> Task to carry out: Without omitting anything, retype the data that follows.

Excerpts of bounding box data:
:::::

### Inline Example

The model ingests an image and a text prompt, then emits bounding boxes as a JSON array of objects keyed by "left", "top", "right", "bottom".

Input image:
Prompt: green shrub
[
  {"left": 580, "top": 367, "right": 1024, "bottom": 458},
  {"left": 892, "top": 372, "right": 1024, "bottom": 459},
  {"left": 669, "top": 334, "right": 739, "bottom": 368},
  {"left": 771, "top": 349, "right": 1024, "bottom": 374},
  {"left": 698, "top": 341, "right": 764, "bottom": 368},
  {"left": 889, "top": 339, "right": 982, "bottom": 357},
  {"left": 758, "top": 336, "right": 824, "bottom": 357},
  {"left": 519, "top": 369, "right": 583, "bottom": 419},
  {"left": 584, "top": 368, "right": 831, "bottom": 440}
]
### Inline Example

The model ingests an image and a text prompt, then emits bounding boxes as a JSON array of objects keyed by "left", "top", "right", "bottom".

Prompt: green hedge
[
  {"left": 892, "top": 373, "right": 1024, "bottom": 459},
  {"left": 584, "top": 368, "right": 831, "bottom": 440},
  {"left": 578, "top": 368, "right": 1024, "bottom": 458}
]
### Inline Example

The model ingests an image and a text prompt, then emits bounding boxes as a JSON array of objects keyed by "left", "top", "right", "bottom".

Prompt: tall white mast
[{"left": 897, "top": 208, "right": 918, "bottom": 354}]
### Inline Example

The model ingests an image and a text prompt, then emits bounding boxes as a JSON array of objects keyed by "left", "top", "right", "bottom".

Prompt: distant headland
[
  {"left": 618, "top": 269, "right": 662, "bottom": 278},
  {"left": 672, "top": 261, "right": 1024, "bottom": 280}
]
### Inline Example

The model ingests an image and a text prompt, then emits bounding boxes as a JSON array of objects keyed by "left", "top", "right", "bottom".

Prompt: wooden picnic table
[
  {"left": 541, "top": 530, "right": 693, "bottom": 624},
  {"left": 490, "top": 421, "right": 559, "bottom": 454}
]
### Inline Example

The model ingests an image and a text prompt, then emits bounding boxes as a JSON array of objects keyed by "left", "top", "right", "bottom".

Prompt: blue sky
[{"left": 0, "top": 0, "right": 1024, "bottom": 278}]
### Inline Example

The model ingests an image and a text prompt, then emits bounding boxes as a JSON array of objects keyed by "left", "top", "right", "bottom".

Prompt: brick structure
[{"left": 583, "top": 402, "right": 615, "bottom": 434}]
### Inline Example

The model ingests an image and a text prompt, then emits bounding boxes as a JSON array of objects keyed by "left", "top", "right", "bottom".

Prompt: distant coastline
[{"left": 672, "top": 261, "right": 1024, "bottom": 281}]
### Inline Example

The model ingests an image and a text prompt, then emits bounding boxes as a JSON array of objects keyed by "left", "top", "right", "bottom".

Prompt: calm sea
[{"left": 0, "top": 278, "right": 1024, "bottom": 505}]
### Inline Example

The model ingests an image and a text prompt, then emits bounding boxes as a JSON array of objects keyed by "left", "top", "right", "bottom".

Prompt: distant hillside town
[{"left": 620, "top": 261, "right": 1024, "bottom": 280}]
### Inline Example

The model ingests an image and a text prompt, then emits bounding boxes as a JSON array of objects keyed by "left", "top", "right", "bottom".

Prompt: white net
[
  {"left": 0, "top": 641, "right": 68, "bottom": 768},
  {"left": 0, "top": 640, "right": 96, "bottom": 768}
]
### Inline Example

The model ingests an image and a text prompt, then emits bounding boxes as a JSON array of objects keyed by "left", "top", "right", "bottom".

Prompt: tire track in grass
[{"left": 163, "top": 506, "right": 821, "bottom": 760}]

:::::

> Answer in full:
### Inline Example

The model ingests an image and a text prompt, then emits bounding boxes as a JSON array of objects keyed by "left", "top", "right", "bottom".

Input image:
Prompt: green shrub
[
  {"left": 580, "top": 367, "right": 1024, "bottom": 458},
  {"left": 892, "top": 372, "right": 1024, "bottom": 459},
  {"left": 669, "top": 334, "right": 739, "bottom": 368},
  {"left": 771, "top": 349, "right": 1024, "bottom": 374},
  {"left": 698, "top": 341, "right": 764, "bottom": 368},
  {"left": 889, "top": 339, "right": 982, "bottom": 357},
  {"left": 758, "top": 336, "right": 824, "bottom": 357},
  {"left": 519, "top": 369, "right": 583, "bottom": 419},
  {"left": 584, "top": 368, "right": 831, "bottom": 440}
]
### Inline Example

The model ingests an image and a text prompt, then emits bounding boxes as a JSON array of objects keyed by "left", "top", "right", "bottom".

Prompt: green hedge
[
  {"left": 892, "top": 373, "right": 1024, "bottom": 459},
  {"left": 584, "top": 368, "right": 831, "bottom": 440},
  {"left": 578, "top": 368, "right": 1024, "bottom": 458}
]
### Inline Example

The model ingests an image and a text prompt, then emits bounding boxes as a JSON array of objects keyed by "left", "top", "right", "bottom".

Prompt: tall white mast
[{"left": 897, "top": 208, "right": 918, "bottom": 354}]
### Inline Example

The model ingests an image and a text prompt, then emits bounding boxes as a JSON array of objects keyed by "left", "top", "right", "bottom".

Prompt: distant headland
[
  {"left": 618, "top": 269, "right": 662, "bottom": 278},
  {"left": 672, "top": 261, "right": 1024, "bottom": 280}
]
### Inline Example

The model ingests an image and a text prompt, then emits bounding boxes as a JSON array of objects keyed by "left", "top", "right", "bottom".

Prompt: wooden picnic table
[
  {"left": 541, "top": 530, "right": 693, "bottom": 624},
  {"left": 490, "top": 421, "right": 559, "bottom": 454}
]
### Inline Example

The model ingests an image and a text prompt, then emits bounding boxes as a JSON array of objects keyed by "left", "top", "right", "bottom".

Prompt: blue sky
[{"left": 0, "top": 0, "right": 1024, "bottom": 278}]
### Inline Example

The model ingests an image and a text prompt, then emits bounding boxes as a JSON array of objects keyed by "left", "top", "right", "bottom".

Prompt: brick structure
[{"left": 583, "top": 402, "right": 615, "bottom": 434}]
### Inline Example

The model ingests an image and a text prompt, then emits bounding boxes as a JSON array of objects keyed by "left", "top", "right", "bottom".

Prompt: distant coastline
[{"left": 672, "top": 261, "right": 1024, "bottom": 281}]
### Inline Example

The model ingests an image and a text prompt, then emits bounding boxes as a JSON array of objects keyed by "left", "top", "right", "bottom".

Prompt: calm sea
[{"left": 0, "top": 278, "right": 1024, "bottom": 505}]
### Inline Example

The model ingests an image and a text prompt, then emits bounding boxes as a JSON array of objects keyed by "left", "top", "right", "bottom".

Prompt: distant hillside town
[{"left": 620, "top": 261, "right": 1024, "bottom": 280}]
### Inline Example

The model ingests an image and a text prompt, then emits bounding boxes as a JSON array of objects keyed by "left", "top", "right", "bottom".

Prompt: white net
[
  {"left": 0, "top": 641, "right": 68, "bottom": 768},
  {"left": 0, "top": 640, "right": 96, "bottom": 768}
]
### Inline Example

The model ingests an image and a text prompt, then emits bounding boxes as a JSON array of objects keyed by "left", "top", "right", "bottom".

Prompt: tire track in grass
[{"left": 163, "top": 506, "right": 821, "bottom": 760}]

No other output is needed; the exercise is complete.